Activity >> Would you please transcribe the data in full and exactly, excluding images?

::: Extracted data :::

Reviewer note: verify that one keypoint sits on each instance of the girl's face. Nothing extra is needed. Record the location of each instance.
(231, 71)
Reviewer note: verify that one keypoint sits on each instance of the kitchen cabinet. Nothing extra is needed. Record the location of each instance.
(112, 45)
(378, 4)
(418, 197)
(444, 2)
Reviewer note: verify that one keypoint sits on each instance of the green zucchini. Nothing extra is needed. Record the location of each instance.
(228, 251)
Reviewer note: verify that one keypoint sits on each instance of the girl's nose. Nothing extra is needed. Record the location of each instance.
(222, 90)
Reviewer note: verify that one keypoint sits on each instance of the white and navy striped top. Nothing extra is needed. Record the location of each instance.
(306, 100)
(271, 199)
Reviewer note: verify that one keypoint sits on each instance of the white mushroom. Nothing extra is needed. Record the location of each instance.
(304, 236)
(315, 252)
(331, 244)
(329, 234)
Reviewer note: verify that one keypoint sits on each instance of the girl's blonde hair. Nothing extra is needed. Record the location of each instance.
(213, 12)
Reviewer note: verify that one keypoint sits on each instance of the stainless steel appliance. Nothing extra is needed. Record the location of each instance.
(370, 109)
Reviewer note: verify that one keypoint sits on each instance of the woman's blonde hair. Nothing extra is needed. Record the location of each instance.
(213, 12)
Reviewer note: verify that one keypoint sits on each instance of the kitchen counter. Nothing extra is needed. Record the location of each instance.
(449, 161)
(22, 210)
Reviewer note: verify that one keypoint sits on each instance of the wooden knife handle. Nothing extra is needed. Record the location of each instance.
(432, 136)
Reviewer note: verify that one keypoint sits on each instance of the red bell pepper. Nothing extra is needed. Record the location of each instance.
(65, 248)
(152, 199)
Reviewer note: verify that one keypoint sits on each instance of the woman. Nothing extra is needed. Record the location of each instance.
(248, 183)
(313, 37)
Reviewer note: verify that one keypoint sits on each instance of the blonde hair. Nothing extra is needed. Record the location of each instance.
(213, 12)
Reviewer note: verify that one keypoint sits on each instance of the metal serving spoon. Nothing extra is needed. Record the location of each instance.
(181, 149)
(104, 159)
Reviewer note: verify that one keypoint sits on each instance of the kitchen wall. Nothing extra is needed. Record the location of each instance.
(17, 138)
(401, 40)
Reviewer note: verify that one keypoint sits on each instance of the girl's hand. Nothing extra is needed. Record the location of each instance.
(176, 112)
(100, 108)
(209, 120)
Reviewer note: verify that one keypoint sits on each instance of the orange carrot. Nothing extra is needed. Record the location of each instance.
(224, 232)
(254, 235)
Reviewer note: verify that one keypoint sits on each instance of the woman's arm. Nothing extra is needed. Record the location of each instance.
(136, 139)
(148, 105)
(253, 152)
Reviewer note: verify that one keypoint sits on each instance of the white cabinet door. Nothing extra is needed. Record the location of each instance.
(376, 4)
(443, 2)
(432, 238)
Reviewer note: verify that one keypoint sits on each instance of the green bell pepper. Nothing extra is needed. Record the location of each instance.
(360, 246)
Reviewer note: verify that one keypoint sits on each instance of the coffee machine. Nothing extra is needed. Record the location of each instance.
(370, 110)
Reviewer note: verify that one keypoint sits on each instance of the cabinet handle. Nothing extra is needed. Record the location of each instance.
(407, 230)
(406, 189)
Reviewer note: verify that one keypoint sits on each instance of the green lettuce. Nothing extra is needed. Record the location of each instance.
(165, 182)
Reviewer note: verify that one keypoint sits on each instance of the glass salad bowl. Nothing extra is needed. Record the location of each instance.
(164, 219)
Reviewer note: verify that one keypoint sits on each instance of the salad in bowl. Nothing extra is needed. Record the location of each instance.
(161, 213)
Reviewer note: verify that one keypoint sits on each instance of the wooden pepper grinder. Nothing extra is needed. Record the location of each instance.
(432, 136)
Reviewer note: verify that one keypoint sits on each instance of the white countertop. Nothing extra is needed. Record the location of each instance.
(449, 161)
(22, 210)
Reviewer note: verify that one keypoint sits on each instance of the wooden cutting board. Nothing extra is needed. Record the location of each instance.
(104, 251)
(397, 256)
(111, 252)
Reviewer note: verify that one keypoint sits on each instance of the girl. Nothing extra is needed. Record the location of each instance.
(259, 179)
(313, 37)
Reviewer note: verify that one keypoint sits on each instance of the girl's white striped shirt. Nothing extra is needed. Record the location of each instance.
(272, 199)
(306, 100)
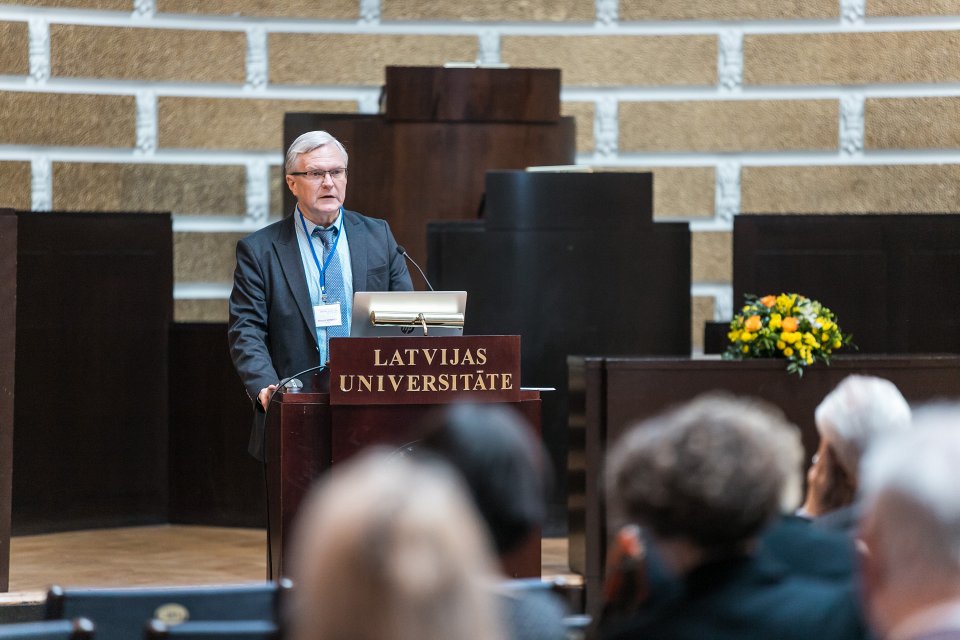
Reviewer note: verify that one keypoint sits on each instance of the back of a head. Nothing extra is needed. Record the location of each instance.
(909, 485)
(500, 460)
(390, 548)
(713, 471)
(858, 412)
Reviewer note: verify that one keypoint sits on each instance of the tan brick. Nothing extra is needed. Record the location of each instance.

:::

Problem solution >>
Reviewer note: verify that one keypoint sits on each instance of the girl's face. Nothing extra is needed. Record the location of each instance.
(231, 71)
Reviewer note: verify that one keypoint sits on each instance of the kitchen cabinet. Nothing extra is needed. Record the location of each instance.
(112, 45)
(378, 4)
(418, 197)
(444, 2)
Reviewer note: verify that one keypoint sits on each instance of the green zucchini. Nothing extra is needed. Record the location of each instance.
(228, 251)
Reviewer note: verify that one keypoint sits on each instance of the girl's nose. Nothing extra is needed. Record the location of each instance.
(222, 90)
Reviewer note: verify that one keypoint sits on each instance of the white and navy striped top. Nothing extra is needed. Record the location of each instance.
(306, 100)
(271, 199)
Reviewer note: verify that one keypoint sits on each instance of the white mushroom. Nothing extra is needed. Record the location of each instance.
(304, 236)
(315, 252)
(331, 244)
(329, 234)
Reviewer note: verify that one keypoint sits on each instance of the girl's blonde hair. Nothing extra is needed. Record the location of each instance.
(213, 12)
Reviewer note: verify that one keypoint sits on each instance of the stainless steel appliance. Nothing extra is needed. Record the location of each instance.
(370, 109)
Reviewer note: verify that one keypoint sits on each instance of the woman's blonde hair. Nothing extra is needed. Record the location of each instance.
(213, 12)
Reviewer note: verify that one keypoint sits on each instance of the kitchen counter. Nothing extra is needed. Record the location of each instance.
(449, 161)
(22, 210)
Reviewer note: verify that one keypoint sits on each instance of the wooden knife handle. Nothing extra is needed. Record the location of each instance.
(432, 136)
Reviewer note: verify that one keypoint sits on each instance of the red bell pepper. Nothing extra is needed. Record the location of each instance.
(65, 248)
(152, 199)
Reviewer note: verify that one keypoint sits on each instance of the woman. Nothing extra is needed. Record the location of each instance.
(248, 183)
(313, 37)
Reviewer note: verify that one keypoint sits on each instance of the blonde hair. Nothing extra is needed. Record the location of each instance.
(213, 12)
Reviewer note: verify that one keypoint sits on each instance of the metal serving spoon. Nothing extra is needed. Record the location of each instance.
(181, 149)
(104, 159)
Reviewer note: verify that one keypoint sits on each instance of the kitchen wall. Nothing extra is needed. Record the location of each instance.
(17, 138)
(401, 40)
Reviewer note: verify that one keypoint sits on each instance of the girl's hand. Nothing extra is needed. Record the location of each instance.
(176, 112)
(100, 108)
(209, 120)
Reviewer note: verify that one keypoint sits on each instance of the orange carrot. Nothing extra is needed. Record the location of each instance.
(224, 232)
(254, 235)
Reviewer note: verify that one keypoint sits on each instance of the woman's arm. Nothing extra is needed. Record the location of each instance.
(136, 139)
(148, 105)
(253, 152)
Reviewer note: verify that one keypoint sits on each instance of the white cabinet door. Nothing extra is needed. Record the location of each instance.
(376, 4)
(443, 2)
(432, 238)
Reviewer note: verify that one keypoint sits on each instance of the green bell pepper. Nothing extra is needed. Record the location of each instance.
(360, 246)
Reviewer note: verify that one keypoint sits on each instance of the coffee machine. Nothing extra is needed. Record the location of each instance.
(370, 110)
Reviewer note: verify that one keypoint sits on each instance of the cabinet handle. Nothing extra is needed. Record the location of each instance.
(407, 230)
(406, 189)
Reviewer note: verify that one keypoint sits on each instance of the green lettuce. Nothing extra is needed. Record the location of each instance.
(165, 182)
Reviewer note: verify that one keypoint sits on each instance of the glass salad bowl. Nothing extra is needed. Record the location of each instance.
(164, 219)
Reviewer note: verify that one keypoint sits on each instance of the salad in bowl. Nothing extra is needed. Record the location of each instance.
(161, 213)
Reviewer note: verify that one keypoint sits on each instance of the wooden pepper grinder. Nothing extra is needed. Record the location of each instance.
(432, 136)
Reviewer note: verify that one keypoint sits on each instance of the white countertop. Nothing extra is needed. Record the location of each instance.
(449, 161)
(22, 210)
Reviewer note: verify that one keypoint sits on each instance of the wooden cutting board. Nothing extra is needed. Record the location of each instance.
(104, 251)
(397, 256)
(111, 252)
Reviewer note: verify that one keypoint sits on each instance of the girl. Nothing extra is needed. Record the location of each instance.
(259, 179)
(313, 37)
Reviewer note: verify that one keypoint sits on each instance of the girl's white striped shirt. Nothing extra is needed. Record the location of each instance.
(272, 199)
(306, 100)
Reviewer note: verify that one keypoint sits on each instance of the back of a head. Nothing extra is needed. Record the location of each instance.
(909, 485)
(500, 460)
(390, 548)
(713, 471)
(858, 412)
Reviewer note: verify that one keypoint sits on each instance of the tan brick. Nothing extra is needed. Record the location of each instance.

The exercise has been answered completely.